Please format the material below as a two-column CSV headed "text" and "answer", one row for each thing asked, with each field quoted and its line breaks replaced by spaces. Leave out the pictures.

---

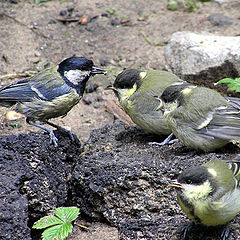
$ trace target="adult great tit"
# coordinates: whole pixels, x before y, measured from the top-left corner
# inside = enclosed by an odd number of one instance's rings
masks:
[[[224,225],[240,212],[240,163],[212,160],[184,170],[169,186],[177,190],[177,201],[196,224]],[[227,237],[228,230],[222,234]]]
[[[16,112],[26,116],[27,123],[49,132],[51,143],[57,146],[53,130],[36,121],[67,132],[73,140],[70,131],[48,120],[66,115],[82,98],[88,79],[102,73],[105,71],[94,67],[92,60],[70,57],[55,67],[1,88],[0,105],[14,105]]]
[[[116,77],[112,89],[123,110],[132,121],[148,133],[168,135],[171,130],[165,124],[163,114],[156,111],[159,102],[155,95],[162,94],[171,84],[183,83],[176,75],[159,70],[124,70]]]
[[[160,100],[173,134],[190,148],[205,152],[240,139],[240,99],[189,83],[170,86]]]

---

## Written solution
text,answer
"$ trace target=""adult great tit"" # coordinates: whole pixels, x before y, measured from the top-left corner # inside = enclosed by an odd number of one instance's rings masks:","[[[224,225],[240,212],[240,163],[212,160],[184,170],[169,186],[177,190],[177,201],[196,224]],[[227,237],[228,230],[222,234]]] [[[16,112],[26,116],[27,123],[49,132],[51,143],[57,146],[53,130],[36,121],[67,132],[73,140],[70,131],[48,120],[66,115],[82,98],[88,79],[102,73],[105,71],[94,67],[92,60],[70,57],[55,67],[1,88],[0,105],[14,105]]] [[[116,77],[112,89],[123,110],[132,121],[148,133],[168,135],[171,130],[165,124],[163,114],[156,111],[159,102],[155,95],[162,94],[171,84],[183,83],[176,75],[159,70],[124,70]]] [[[160,100],[173,134],[190,148],[205,152],[240,139],[240,99],[189,83],[170,86]]]"